À faire >> Réécrivez tout le matériau ci-dessous en remplaçant « one per instance » par « one per occurrence », sans rien modifier d'autre. Laissez les images hors de votre réponse.

Lignes enregistrées >>
....

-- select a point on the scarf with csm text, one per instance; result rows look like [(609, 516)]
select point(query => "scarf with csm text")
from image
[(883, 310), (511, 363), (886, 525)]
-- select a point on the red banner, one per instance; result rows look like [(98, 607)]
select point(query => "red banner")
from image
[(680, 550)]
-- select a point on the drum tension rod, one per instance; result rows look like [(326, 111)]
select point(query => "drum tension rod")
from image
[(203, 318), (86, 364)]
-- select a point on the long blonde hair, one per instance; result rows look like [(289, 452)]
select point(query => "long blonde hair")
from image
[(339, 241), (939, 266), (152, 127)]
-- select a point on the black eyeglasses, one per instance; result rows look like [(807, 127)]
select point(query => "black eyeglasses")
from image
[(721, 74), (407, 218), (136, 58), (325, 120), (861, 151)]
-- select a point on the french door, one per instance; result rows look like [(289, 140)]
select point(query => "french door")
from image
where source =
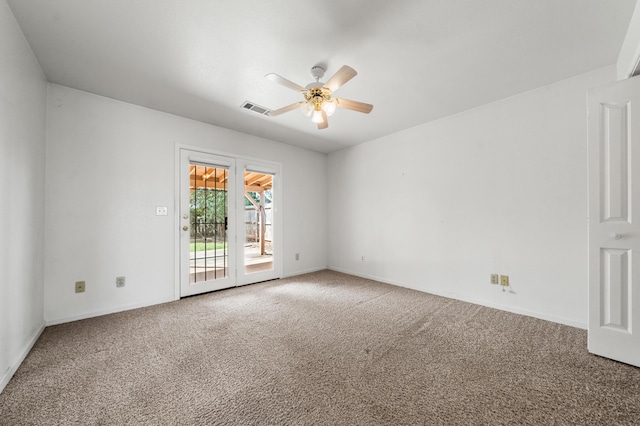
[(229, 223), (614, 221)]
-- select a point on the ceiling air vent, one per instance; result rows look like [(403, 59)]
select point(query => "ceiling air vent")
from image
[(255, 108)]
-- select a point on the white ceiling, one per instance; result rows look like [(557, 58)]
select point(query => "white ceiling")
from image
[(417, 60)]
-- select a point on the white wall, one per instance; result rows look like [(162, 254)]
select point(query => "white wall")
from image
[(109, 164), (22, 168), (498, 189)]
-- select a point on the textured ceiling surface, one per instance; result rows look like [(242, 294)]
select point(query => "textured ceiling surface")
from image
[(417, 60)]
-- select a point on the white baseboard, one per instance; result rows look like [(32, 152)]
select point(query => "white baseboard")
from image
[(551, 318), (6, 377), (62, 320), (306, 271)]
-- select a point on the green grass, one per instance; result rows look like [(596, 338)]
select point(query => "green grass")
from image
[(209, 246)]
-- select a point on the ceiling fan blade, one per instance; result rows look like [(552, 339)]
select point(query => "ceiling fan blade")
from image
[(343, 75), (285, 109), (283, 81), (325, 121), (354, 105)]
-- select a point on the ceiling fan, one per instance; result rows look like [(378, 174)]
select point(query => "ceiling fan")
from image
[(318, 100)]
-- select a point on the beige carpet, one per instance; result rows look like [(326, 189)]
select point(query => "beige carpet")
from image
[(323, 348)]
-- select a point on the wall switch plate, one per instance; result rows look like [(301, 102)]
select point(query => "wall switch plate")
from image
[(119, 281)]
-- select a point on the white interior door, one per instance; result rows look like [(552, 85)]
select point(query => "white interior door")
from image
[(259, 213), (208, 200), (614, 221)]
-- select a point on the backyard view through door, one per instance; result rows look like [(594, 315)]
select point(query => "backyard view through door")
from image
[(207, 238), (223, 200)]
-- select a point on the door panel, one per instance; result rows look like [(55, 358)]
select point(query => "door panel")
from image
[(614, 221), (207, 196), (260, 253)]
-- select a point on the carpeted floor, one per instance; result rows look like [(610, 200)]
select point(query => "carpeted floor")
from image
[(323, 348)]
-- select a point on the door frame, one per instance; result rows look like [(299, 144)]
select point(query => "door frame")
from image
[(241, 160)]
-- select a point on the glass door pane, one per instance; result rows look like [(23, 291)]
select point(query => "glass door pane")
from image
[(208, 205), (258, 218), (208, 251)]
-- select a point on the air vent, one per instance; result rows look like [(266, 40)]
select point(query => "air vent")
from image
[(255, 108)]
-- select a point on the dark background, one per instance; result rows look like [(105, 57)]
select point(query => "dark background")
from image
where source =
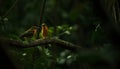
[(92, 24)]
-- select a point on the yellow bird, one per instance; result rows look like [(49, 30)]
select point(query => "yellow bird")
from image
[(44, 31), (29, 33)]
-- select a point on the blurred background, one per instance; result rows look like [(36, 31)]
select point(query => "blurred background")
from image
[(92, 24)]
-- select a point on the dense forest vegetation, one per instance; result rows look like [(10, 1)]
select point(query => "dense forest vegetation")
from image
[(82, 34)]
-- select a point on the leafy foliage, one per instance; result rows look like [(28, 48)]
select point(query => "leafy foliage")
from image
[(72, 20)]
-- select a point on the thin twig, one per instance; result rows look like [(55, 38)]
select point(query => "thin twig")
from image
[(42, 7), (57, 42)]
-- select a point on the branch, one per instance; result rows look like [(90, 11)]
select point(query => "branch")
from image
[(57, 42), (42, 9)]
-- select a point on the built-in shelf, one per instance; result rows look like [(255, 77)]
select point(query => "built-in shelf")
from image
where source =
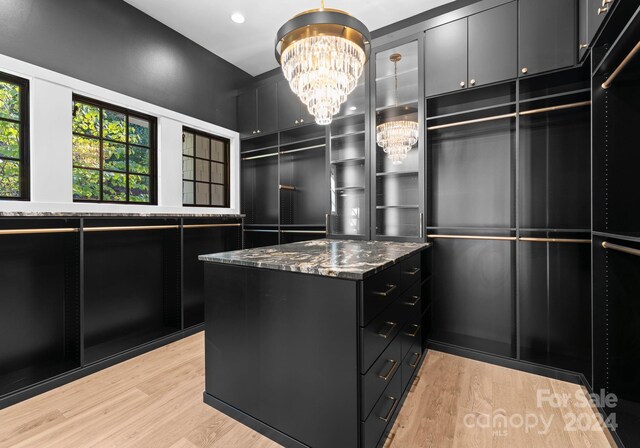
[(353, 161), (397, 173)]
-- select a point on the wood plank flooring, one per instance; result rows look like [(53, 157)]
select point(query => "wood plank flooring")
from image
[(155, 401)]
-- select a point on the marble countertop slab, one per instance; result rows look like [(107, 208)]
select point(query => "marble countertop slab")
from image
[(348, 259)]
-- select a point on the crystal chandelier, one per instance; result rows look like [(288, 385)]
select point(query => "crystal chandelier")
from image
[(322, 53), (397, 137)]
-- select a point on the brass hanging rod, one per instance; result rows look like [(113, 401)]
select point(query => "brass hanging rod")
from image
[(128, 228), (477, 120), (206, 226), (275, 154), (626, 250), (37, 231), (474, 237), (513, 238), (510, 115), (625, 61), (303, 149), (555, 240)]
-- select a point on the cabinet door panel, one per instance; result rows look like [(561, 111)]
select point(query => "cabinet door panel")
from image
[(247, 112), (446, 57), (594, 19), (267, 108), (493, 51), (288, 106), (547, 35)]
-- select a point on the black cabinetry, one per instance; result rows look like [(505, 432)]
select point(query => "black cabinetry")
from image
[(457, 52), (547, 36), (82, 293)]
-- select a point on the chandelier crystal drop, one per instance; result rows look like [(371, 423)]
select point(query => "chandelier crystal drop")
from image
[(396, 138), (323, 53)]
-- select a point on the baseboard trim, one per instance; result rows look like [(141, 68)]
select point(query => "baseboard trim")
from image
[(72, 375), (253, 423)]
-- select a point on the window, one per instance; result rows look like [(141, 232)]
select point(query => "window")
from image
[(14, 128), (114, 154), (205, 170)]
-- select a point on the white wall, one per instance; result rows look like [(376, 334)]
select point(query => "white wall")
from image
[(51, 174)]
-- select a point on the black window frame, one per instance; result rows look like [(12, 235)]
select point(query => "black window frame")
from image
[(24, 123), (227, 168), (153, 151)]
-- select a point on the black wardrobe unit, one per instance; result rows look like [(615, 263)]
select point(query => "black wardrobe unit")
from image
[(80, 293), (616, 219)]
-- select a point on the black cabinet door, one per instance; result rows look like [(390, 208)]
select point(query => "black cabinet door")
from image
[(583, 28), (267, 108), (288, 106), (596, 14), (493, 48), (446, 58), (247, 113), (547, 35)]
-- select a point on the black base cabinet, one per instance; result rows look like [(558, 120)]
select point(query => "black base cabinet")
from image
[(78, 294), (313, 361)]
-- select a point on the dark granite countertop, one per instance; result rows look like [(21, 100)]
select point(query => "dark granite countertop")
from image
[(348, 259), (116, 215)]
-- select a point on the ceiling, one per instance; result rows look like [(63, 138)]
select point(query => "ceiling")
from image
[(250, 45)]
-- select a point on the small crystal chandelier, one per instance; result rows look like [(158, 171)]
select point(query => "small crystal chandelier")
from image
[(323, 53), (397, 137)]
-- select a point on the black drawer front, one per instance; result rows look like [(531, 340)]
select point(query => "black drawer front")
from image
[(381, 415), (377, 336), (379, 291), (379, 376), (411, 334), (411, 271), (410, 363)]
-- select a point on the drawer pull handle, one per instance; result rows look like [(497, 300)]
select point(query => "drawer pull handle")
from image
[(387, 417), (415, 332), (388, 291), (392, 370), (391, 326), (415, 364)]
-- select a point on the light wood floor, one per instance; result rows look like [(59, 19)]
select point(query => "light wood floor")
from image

....

Solution >>
-- select a point on the scarf with csm text, one per occurrence; result rows look like [(609, 516)]
select point(query => "scarf with csm text")
from image
[(883, 310), (511, 363), (886, 525)]
-- select a point on the red banner, one per occurrence; result rows look like [(98, 607)]
select point(query => "red banner")
from image
[(680, 550)]
-- select a point on the drum tension rod, one per occurrence; result rows look like [(326, 111)]
select point(query => "drum tension rod")
from image
[(203, 318), (86, 364)]
-- select a point on the long blonde hair, one per occurrence; result rows look like [(289, 452)]
select point(query => "long blonde hair")
from image
[(339, 241), (939, 266), (152, 127)]
-- select a point on the black eyeglasses, one per occurrence; result rows look like [(807, 127)]
select point(query => "black eyeglasses")
from image
[(721, 74), (407, 218), (136, 58), (325, 120), (861, 151)]
-- select a point on the french door, one per occurrence; result rows look like [(289, 140)]
select point(query => "french door")
from image
where source =
[(229, 223), (614, 221)]
-- select a point on the ceiling air vent, one per occurrence; result rows look like [(403, 59)]
select point(query => "ceiling air vent")
from image
[(255, 108)]
-- select a point on the white ceiling, one per occurrence; result rows look like [(557, 58)]
select point(query => "white ceiling")
from image
[(417, 60)]
-- select a point on the white wall, one per occurrence; result rows look like [(162, 254)]
select point(query => "white wall")
from image
[(109, 164), (22, 168), (498, 189)]
-- select a point on the textured ceiling surface, one per occurrence; result rows look like [(242, 294)]
select point(query => "textured ceiling surface")
from image
[(417, 60)]
-- select a point on the white baseboard, one per occurrence; result rows look like [(32, 152)]
select point(query => "white baseboard")
from image
[(551, 318), (6, 377), (62, 320), (306, 271)]
-- select a point on the green grass, one per occurrence; result rows look like [(596, 338)]
select point(query => "green grass")
from image
[(209, 246)]
-- select a point on the ceiling fan blade, one per occurrence; result rows look like [(552, 339)]
select point(query => "ceiling fan blade")
from image
[(343, 75), (285, 109), (283, 81), (325, 121), (354, 105)]
-- select a point on the ceiling fan, one per occurrence; result rows look like [(378, 174)]
select point(query => "ceiling fan")
from image
[(318, 100)]
-- select a point on the beige carpet, one per occurrence; result rows look like [(326, 189)]
select point(query => "beige carpet")
from image
[(323, 348)]
-- select a point on the wall switch plate, one per occurrence; result rows look like [(301, 102)]
select point(query => "wall switch plate")
from image
[(119, 281)]
-- select a point on the white interior door, one per occurrence; result rows look like [(552, 85)]
select point(query => "white interior door")
from image
[(259, 213), (208, 200), (614, 221)]
-- select a point on the backyard view through door, one per occurrence; result rows look like [(594, 315)]
select point(query => "backyard view through door")
from image
[(207, 238), (223, 200)]
-- select a point on the door panel, one per occurrence; result rows look like [(55, 358)]
select point(query => "door panel")
from image
[(614, 221), (207, 196), (260, 253)]
-- select a point on the carpeted floor, one per occurrence; result rows look like [(610, 200)]
select point(query => "carpeted floor")
from image
[(323, 348)]
-- select a point on the door frame, one per occurrence; result rows look like [(299, 144)]
select point(query => "door frame")
from image
[(241, 160)]
-- select a point on the glass door pane, one per occurrence; result rows look like [(23, 291)]
select point(query => "glass door pane")
from image
[(208, 205), (258, 218), (208, 251)]
-- select a point on the air vent, one per occurrence; result rows look like [(266, 40)]
select point(query => "air vent")
from image
[(255, 108)]
-- select a point on the dark background, one per occurrence; result rows look like [(105, 57)]
select point(query => "dark background")
from image
where source =
[(92, 24)]
-- select a point on the yellow bird, one per occurrence; result rows look like [(49, 30)]
select point(query => "yellow bird")
from image
[(44, 31), (29, 33)]
-- select a point on the blurred background, one per occurrence; result rows look like [(36, 31)]
select point(query => "blurred background")
from image
[(92, 24)]
-- select a point on the dense forest vegetation, one per occurrence; result rows look like [(10, 1)]
select point(query => "dense forest vegetation")
from image
[(82, 34)]
-- select a point on the leafy foliage, one per occurrence; result rows look like [(28, 48)]
select point(query => "leafy foliage")
from image
[(72, 20)]
-- select a point on the thin twig, one per occurrence; result rows look like [(55, 38)]
select point(query => "thin twig")
from image
[(42, 7), (57, 42)]
-- select a point on the branch, one per occurrence; result rows look like [(90, 11)]
select point(query => "branch")
from image
[(57, 42), (42, 9)]
-- select a point on the built-in shelf, one per occurrence; result rows look like [(255, 77)]
select point(query => "built-in shelf")
from image
where source =
[(353, 161), (397, 173)]
-- select a point on the wood plank flooring, one per occurrence; result rows look like [(53, 157)]
select point(query => "wood plank flooring")
from image
[(155, 401)]
-- select a point on the marble countertop slab, one per occurrence; result rows look like [(107, 208)]
select point(query => "marble countertop slab")
from image
[(348, 259)]
-- select a point on the crystal chandelier, one per occurrence; result rows look like [(288, 385)]
select point(query => "crystal chandelier")
from image
[(322, 53), (397, 137)]
-- select a point on the brass hanging rod, one per occurrence; result rows look like [(113, 401)]
select point(query => "brass hanging rod")
from image
[(128, 228), (477, 120), (206, 226), (275, 154), (626, 250), (37, 231), (474, 237), (513, 238), (510, 115), (625, 61), (303, 149), (555, 240)]
-- select a point on the cabinet door panel, one per occurrence; result rows look like [(561, 111)]
select point(query => "cabinet door panel")
from image
[(247, 112), (446, 57), (594, 19), (267, 108), (493, 51), (288, 106), (547, 35)]
-- select a point on the black cabinetry, one per occurrence; result rows look like [(505, 432)]
select point(query => "black cabinetry")
from image
[(457, 52), (547, 36), (82, 293)]
-- select a point on the chandelier crystal drop, one per occurrence; result rows look like [(371, 423)]
select point(query => "chandelier crystal drop")
from image
[(396, 138), (323, 53)]
-- select a point on the baseboard trim, one per occurrence; result rows look like [(141, 68)]
select point(query => "baseboard trim")
from image
[(72, 375), (253, 423)]
-- select a point on the window, one per occurrence; result rows look like [(141, 232)]
select point(query => "window")
from image
[(14, 128), (114, 154), (205, 170)]
-- select a point on the white wall, one per occurrence; result rows look like [(376, 334)]
select point(query => "white wall")
from image
[(51, 174)]
-- select a point on the black window frame, one per occurrence; result rows look like [(12, 235)]
select point(query => "black window frame")
from image
[(24, 123), (227, 168), (153, 151)]
-- select a point on the black wardrobe unit, one per occurrence; result rows look like [(615, 263)]
select point(query => "black wardrobe unit")
from image
[(80, 293), (616, 219)]
-- select a point on the black cabinet door, one per occurrence; result rows look like [(390, 208)]
select point(query => "black cabinet door")
from image
[(583, 28), (267, 108), (288, 106), (596, 14), (493, 48), (446, 58), (247, 113), (547, 35)]
-- select a point on the black base cabinet, one per occurrence; result rows look like [(558, 120)]
select point(query => "black base cabinet")
from image
[(78, 294), (313, 361)]
-- select a point on the dark granite countertop, one per occurrence; result rows look like [(21, 100)]
select point(query => "dark granite countertop")
from image
[(348, 259), (116, 215)]
-- select a point on the ceiling, one per occurrence; result rows look like [(63, 138)]
select point(query => "ceiling")
from image
[(250, 45)]
-- select a point on the small crystal chandelier, one per occurrence; result rows look like [(158, 171)]
select point(query => "small crystal chandelier")
from image
[(323, 53), (397, 137)]
-- select a point on the black drawer front, one per occurrence; result rows look like [(531, 340)]
select point(query => "black drawer front")
from image
[(381, 415), (377, 336), (379, 291), (379, 376), (411, 334), (411, 271), (410, 363)]
-- select a point on the drawer pull handle, one per occurrence; result rows look like [(497, 300)]
select point(query => "drawer pull handle")
from image
[(387, 417), (415, 332), (388, 291), (392, 370), (391, 326), (415, 364)]
-- select a point on the light wood floor, one per occurrence; result rows look like [(59, 19)]
select point(query => "light wood floor")
from image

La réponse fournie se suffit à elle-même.